Data records
◇ ◇ ◇

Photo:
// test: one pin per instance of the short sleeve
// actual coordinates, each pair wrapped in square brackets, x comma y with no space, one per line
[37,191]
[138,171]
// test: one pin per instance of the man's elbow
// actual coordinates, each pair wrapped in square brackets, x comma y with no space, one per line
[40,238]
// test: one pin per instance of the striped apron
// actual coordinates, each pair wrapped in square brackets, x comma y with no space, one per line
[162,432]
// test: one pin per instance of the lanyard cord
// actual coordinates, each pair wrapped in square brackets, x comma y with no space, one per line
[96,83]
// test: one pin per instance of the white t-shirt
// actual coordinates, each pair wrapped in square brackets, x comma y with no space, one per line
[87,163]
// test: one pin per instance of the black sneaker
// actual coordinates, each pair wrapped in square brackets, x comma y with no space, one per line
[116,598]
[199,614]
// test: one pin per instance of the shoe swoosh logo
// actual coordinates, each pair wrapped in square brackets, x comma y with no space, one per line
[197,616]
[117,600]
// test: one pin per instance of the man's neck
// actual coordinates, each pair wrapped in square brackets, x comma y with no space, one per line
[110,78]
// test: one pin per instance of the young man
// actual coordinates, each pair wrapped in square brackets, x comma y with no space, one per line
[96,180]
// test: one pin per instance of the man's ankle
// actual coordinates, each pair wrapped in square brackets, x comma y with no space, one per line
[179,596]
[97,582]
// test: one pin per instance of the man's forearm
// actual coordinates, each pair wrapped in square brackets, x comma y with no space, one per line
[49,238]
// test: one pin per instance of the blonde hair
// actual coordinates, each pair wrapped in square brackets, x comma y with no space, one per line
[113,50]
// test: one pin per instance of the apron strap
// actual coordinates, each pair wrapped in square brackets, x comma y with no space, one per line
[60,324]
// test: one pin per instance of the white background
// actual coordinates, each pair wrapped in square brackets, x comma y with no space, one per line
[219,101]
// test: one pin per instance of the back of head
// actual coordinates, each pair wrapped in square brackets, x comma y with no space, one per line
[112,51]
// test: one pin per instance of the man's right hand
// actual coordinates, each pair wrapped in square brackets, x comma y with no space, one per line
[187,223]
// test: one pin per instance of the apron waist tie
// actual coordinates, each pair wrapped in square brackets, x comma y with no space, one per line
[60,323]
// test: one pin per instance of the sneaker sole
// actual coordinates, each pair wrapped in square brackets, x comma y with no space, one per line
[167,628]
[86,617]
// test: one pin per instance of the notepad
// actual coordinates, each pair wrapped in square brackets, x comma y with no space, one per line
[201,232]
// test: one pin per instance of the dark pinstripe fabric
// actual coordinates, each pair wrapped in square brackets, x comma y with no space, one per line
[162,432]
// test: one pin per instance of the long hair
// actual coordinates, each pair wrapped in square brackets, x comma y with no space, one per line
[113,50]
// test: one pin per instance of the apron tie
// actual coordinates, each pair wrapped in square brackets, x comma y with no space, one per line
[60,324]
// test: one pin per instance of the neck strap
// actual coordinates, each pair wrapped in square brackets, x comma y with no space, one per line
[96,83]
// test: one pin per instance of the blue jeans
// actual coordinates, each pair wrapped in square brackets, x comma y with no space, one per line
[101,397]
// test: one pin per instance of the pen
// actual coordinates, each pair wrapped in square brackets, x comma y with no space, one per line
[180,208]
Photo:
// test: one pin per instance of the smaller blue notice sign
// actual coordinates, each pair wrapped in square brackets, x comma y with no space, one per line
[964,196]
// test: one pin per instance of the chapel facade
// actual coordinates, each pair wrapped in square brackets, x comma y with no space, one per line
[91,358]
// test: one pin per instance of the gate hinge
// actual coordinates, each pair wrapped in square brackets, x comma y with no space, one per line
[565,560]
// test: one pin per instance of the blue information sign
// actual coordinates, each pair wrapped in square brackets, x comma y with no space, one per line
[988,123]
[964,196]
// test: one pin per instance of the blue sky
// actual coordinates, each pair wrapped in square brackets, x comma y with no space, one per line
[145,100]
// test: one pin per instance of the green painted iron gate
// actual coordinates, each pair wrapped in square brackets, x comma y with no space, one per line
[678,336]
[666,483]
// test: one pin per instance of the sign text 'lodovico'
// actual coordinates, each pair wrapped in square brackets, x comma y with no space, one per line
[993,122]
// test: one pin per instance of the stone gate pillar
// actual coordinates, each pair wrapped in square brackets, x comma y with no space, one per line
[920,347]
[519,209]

◇ ◇ ◇

■ BRIEF ■
Write out every entry verbatim.

■ ANSWER IN FULL ■
Photo:
// test: one pin per instance of the short sleeve
// actual coordinates, each pair wrapped in square brackets, x comma y with no space, one per line
[37,191]
[138,171]
// test: one pin per instance of the man's elbow
// actual coordinates, each pair wrapped in square brackets, x comma y with no space, one per line
[40,238]
// test: one pin per instance of the striped apron
// actual coordinates, each pair wrapped in square brackets, x comma y with no space, one per line
[162,432]
// test: one pin per instance of the lanyard cord
// actual coordinates, each pair wrapped in square brackets, x comma y with no space, one per line
[96,83]
// test: one pin per instance of the white t-shirt
// actual coordinates, each pair wrapped in square brackets, x comma y with no space, one per line
[87,163]
// test: one pin per instance of the black sneaker
// actual coordinates, each pair wrapped in square brackets, x comma y with no space, one per line
[116,598]
[199,614]
// test: one pin per instance of the shoe swoosh logo
// actual coordinates, each pair wrapped in square brackets, x comma y with no space, one per line
[197,616]
[117,600]
// test: one pin per instance of the man's neck
// actual coordinates, each pair wrapped in square brackets, x comma y with no space, one per line
[110,78]
// test: one pin per instance of the young man
// actual coordinates, each pair wrapped in square brackets, x comma y with no space, one per line
[96,180]
// test: one pin per instance of the man's ankle
// actual coordinates, each pair wrapped in square brackets, x comma y with no space, one per line
[179,596]
[97,582]
// test: one pin per instance of the man's forearm
// actual coordinates, each pair wrapped in square brackets, x comma y with no space, one per line
[49,238]
// test: one pin per instance of the blonde hair
// actual coordinates, each pair wrapped in square brackets, x comma y with no space, one per line
[113,50]
// test: one pin per instance of the apron strap
// actual coordinates, each pair wrapped in square brackets, x comma y with no space, one per line
[60,324]
// test: one pin per instance of the white background
// actual coordinates, each pair wrapped in square brackets, x comma y with no space, one per line
[219,101]
// test: one pin per instance of the back of head
// actual coordinates, each pair wrapped in square brackets, x comma y with no space, one per line
[112,51]
// test: one pin per instance of the man's right hand
// actual coordinates, each pair wrapped in square brackets, x comma y with no space, one per line
[187,223]
// test: one pin per instance of the apron waist tie
// actual coordinates, each pair wrapped in square brackets, x comma y with no space, one per line
[60,323]
// test: one pin per instance of the sneaker sole
// actual coordinates, each pair wrapped in square brackets, x comma y with no space, one per line
[167,628]
[86,617]
// test: one pin per instance of the notepad
// actual coordinates, each pair wrapped in square brackets, x comma y with no space, one per line
[201,232]
// test: one pin per instance of the dark pinstripe fabric
// actual coordinates, each pair wrapped in square brackets, x comma y with no space, one per line
[162,432]
// test: one pin per instance of the long hair
// actual coordinates, each pair wrapped in square brackets, x comma y with no space, one per line
[113,50]
// test: one pin per instance of the apron tie
// actual coordinates, each pair wrapped in square brackets, x comma y with no space, one per line
[60,324]
// test: one pin per instance of the neck strap
// actual coordinates, each pair wrapped in square brackets, x comma y with no space, one per line
[96,83]
// test: one pin per instance of the blue jeans
// actual coordinates, each pair wrapped in square brackets, x comma y with no space, one per line
[101,397]
// test: one pin per instance of the pen
// actual coordinates, each pair wrapped in square brackets, x comma y with no space, one per line
[180,208]
Photo:
// test: one pin per instance of the smaller blue notice sign
// actual coordinates, each pair wrapped in square brackets, x comma y with no space, one per line
[964,196]
// test: one pin per instance of the chapel facade
// actual coordinates, each pair wrapped in square brackets, x comma y with no space, one per line
[91,358]
// test: one pin per instance of the gate hinge
// actual coordinates, each pair wrapped in square brackets, x comma y with no space, one per line
[565,560]
// test: one pin per instance of the blue information sign
// actual coordinates, each pair wrapped in square brackets, x comma y with no space, one per line
[988,123]
[964,196]
// test: one pin per instance of the blue sky
// actual coordinates, each pair wrapped in square brackets, x comma y with no space, one per line
[145,100]
// test: one pin per instance of the green painted iron gate
// actual coordinates, each pair wrapped in square brackets, x comma y with no space, one per line
[678,336]
[666,483]
// test: one pin per instance of the sign text 'lodovico'
// actual coordinates, each pair wrapped in square brackets, x comma y with no space, one per line
[993,122]
// test: one pin per instance of the stone gate pillar
// actual coordinates, each pair wrapped in square brackets, x comma y with no space, one per line
[920,347]
[519,209]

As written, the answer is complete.